▶ _Source material_
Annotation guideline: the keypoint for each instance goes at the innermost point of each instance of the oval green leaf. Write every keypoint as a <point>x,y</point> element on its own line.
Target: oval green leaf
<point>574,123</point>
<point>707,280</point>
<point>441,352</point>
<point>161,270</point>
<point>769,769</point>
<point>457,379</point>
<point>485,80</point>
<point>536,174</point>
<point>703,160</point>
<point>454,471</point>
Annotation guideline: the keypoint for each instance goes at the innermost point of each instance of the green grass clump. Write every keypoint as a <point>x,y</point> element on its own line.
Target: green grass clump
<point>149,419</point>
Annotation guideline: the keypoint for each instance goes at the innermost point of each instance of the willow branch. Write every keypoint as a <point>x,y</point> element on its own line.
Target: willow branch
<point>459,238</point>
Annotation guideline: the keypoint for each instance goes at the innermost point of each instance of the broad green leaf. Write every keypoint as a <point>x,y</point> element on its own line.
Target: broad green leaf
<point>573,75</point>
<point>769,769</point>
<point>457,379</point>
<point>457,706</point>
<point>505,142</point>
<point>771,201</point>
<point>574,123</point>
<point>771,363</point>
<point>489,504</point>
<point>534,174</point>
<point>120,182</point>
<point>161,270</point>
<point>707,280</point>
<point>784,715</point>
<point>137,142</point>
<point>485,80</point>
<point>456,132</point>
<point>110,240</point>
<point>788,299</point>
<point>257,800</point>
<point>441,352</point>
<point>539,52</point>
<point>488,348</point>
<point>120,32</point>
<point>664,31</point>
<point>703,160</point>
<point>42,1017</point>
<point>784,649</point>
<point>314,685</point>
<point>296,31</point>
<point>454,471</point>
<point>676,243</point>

▶ _What the task asks_
The records above should be repeated word for word.

▶ _Answer below_
Annotation guideline: the keypoint for each instance goes at the innermost point of each instance of the oval green leaf. Write every keypoint as a <point>x,y</point> element on its own line.
Target: oval green leaf
<point>574,123</point>
<point>707,280</point>
<point>441,352</point>
<point>161,270</point>
<point>769,769</point>
<point>457,379</point>
<point>485,80</point>
<point>536,174</point>
<point>703,160</point>
<point>454,471</point>
Annotation guideline: the keypoint for each instance goes at the innermost point of each instance of the green grass clump. Write every keypoint as a <point>x,y</point> element on its own line.
Target: green grass clump
<point>149,419</point>
Annotation guideline: the keypoint for each instance goes at the innermost point of each instance of the willow branch. Write every keypoint as a <point>x,y</point> element on its own line.
Target: willow branch
<point>459,238</point>
Annotation guideline: the keypoint for each instance goes at the innermost point of each instance of the broad green leaf. Write every keypoint as a <point>x,y</point> element on its own line.
Target: broad green leaf
<point>573,75</point>
<point>769,769</point>
<point>457,379</point>
<point>457,706</point>
<point>505,142</point>
<point>771,201</point>
<point>574,123</point>
<point>771,363</point>
<point>489,504</point>
<point>534,174</point>
<point>120,182</point>
<point>161,270</point>
<point>707,280</point>
<point>784,715</point>
<point>137,142</point>
<point>485,80</point>
<point>456,132</point>
<point>110,240</point>
<point>788,299</point>
<point>257,800</point>
<point>441,352</point>
<point>539,52</point>
<point>488,348</point>
<point>120,32</point>
<point>664,31</point>
<point>703,160</point>
<point>42,1017</point>
<point>784,649</point>
<point>314,685</point>
<point>296,31</point>
<point>454,471</point>
<point>676,243</point>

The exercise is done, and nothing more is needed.